Copy each line of the records below, from the first through the one that contains "ROI framed photograph", exactly as written.

________________

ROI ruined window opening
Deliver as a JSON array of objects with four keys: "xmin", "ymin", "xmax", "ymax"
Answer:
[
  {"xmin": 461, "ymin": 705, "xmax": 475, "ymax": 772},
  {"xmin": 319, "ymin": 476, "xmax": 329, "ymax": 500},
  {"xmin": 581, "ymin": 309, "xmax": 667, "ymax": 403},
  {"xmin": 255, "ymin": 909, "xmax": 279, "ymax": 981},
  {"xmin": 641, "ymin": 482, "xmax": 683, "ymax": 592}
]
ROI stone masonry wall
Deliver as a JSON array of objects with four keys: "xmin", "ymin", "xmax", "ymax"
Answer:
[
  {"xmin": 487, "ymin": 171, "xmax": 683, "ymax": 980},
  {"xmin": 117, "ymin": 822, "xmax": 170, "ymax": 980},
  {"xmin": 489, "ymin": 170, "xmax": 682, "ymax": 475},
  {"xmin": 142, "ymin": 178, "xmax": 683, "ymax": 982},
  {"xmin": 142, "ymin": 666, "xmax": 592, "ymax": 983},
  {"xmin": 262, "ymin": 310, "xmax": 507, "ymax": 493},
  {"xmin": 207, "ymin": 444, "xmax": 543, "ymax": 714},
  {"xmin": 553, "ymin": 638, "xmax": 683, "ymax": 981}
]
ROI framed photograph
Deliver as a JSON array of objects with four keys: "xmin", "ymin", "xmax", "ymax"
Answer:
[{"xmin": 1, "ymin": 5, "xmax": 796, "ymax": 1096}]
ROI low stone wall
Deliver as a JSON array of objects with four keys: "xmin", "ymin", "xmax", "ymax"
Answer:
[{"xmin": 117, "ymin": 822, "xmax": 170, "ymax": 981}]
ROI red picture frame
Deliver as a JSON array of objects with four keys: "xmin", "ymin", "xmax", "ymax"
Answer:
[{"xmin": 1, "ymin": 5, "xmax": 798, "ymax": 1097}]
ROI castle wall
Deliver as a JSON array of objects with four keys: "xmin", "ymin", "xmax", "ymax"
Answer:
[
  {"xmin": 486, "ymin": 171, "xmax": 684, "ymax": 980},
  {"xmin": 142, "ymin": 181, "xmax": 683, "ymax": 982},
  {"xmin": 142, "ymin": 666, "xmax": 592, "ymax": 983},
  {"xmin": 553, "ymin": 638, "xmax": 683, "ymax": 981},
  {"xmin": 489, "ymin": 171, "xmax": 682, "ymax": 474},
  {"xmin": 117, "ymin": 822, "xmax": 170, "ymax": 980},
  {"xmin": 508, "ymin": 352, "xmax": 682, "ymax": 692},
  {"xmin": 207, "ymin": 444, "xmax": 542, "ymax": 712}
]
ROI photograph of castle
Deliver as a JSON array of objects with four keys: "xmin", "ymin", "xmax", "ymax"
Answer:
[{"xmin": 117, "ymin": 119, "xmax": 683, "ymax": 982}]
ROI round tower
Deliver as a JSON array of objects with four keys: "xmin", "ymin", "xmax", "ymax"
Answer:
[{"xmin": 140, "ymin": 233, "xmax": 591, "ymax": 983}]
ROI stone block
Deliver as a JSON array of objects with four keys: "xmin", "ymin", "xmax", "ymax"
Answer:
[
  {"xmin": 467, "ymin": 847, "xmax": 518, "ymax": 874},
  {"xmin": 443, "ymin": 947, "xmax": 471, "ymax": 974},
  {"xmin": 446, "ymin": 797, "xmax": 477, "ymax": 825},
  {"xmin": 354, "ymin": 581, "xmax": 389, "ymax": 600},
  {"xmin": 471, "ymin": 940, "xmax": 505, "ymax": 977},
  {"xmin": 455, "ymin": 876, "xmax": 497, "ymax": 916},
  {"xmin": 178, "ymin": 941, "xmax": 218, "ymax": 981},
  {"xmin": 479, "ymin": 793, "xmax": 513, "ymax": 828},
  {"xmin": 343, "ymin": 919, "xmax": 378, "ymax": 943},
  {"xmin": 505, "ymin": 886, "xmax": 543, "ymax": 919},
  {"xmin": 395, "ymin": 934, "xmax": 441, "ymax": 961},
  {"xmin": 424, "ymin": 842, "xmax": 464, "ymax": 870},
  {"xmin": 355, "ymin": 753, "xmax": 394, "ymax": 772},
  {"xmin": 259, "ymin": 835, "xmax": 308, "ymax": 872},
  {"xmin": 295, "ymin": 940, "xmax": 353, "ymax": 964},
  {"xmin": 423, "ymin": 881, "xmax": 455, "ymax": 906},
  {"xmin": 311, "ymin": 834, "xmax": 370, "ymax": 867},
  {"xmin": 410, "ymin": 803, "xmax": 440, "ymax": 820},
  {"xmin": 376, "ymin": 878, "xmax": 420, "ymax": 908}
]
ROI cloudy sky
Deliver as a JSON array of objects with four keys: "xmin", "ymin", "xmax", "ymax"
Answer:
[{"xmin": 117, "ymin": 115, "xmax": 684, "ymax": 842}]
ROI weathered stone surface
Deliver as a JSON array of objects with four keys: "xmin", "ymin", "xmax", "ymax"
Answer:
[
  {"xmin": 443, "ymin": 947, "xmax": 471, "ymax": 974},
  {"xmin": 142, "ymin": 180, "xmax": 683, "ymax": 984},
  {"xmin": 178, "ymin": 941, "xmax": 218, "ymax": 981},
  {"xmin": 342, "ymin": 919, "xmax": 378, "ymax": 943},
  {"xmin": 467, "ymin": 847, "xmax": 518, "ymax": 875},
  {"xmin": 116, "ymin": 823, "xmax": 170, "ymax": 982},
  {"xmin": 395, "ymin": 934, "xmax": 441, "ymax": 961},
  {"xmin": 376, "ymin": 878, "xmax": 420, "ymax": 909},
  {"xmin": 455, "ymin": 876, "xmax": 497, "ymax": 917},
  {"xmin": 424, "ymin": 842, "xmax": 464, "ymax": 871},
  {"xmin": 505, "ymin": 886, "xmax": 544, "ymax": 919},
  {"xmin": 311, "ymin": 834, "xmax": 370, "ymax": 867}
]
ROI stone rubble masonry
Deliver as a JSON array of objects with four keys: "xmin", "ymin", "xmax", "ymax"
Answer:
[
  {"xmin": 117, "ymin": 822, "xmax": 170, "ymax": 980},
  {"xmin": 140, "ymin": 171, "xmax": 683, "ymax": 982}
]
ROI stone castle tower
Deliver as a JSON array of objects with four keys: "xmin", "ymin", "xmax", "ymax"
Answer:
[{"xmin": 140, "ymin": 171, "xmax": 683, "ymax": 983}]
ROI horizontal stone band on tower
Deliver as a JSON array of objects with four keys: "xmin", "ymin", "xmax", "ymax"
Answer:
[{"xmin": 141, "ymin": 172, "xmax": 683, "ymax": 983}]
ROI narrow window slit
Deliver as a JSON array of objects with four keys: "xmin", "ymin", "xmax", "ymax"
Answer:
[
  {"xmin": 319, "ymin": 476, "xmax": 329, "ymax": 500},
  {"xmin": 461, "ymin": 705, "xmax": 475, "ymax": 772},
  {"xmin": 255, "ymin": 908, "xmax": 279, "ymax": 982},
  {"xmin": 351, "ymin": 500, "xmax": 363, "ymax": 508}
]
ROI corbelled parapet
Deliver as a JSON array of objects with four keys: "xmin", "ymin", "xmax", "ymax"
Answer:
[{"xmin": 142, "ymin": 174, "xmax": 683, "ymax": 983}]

________________

**Answer for the task:**
ROI ruined window opening
Deliver as a JSON array of objects with four keys: "xmin", "ymin", "xmax", "ymax"
Answer:
[
  {"xmin": 461, "ymin": 705, "xmax": 475, "ymax": 772},
  {"xmin": 319, "ymin": 476, "xmax": 329, "ymax": 500},
  {"xmin": 581, "ymin": 309, "xmax": 667, "ymax": 403},
  {"xmin": 255, "ymin": 909, "xmax": 279, "ymax": 981},
  {"xmin": 641, "ymin": 482, "xmax": 683, "ymax": 592}
]
ROI stone masonry wall
Deliver as a JSON array of objects with four keys: "xmin", "ymin", "xmax", "ymax"
Answer:
[
  {"xmin": 487, "ymin": 171, "xmax": 683, "ymax": 980},
  {"xmin": 117, "ymin": 822, "xmax": 170, "ymax": 980},
  {"xmin": 489, "ymin": 170, "xmax": 682, "ymax": 475},
  {"xmin": 142, "ymin": 178, "xmax": 683, "ymax": 982},
  {"xmin": 142, "ymin": 666, "xmax": 592, "ymax": 983},
  {"xmin": 262, "ymin": 310, "xmax": 507, "ymax": 493},
  {"xmin": 207, "ymin": 444, "xmax": 543, "ymax": 714},
  {"xmin": 553, "ymin": 638, "xmax": 683, "ymax": 981}
]
ROI framed photograph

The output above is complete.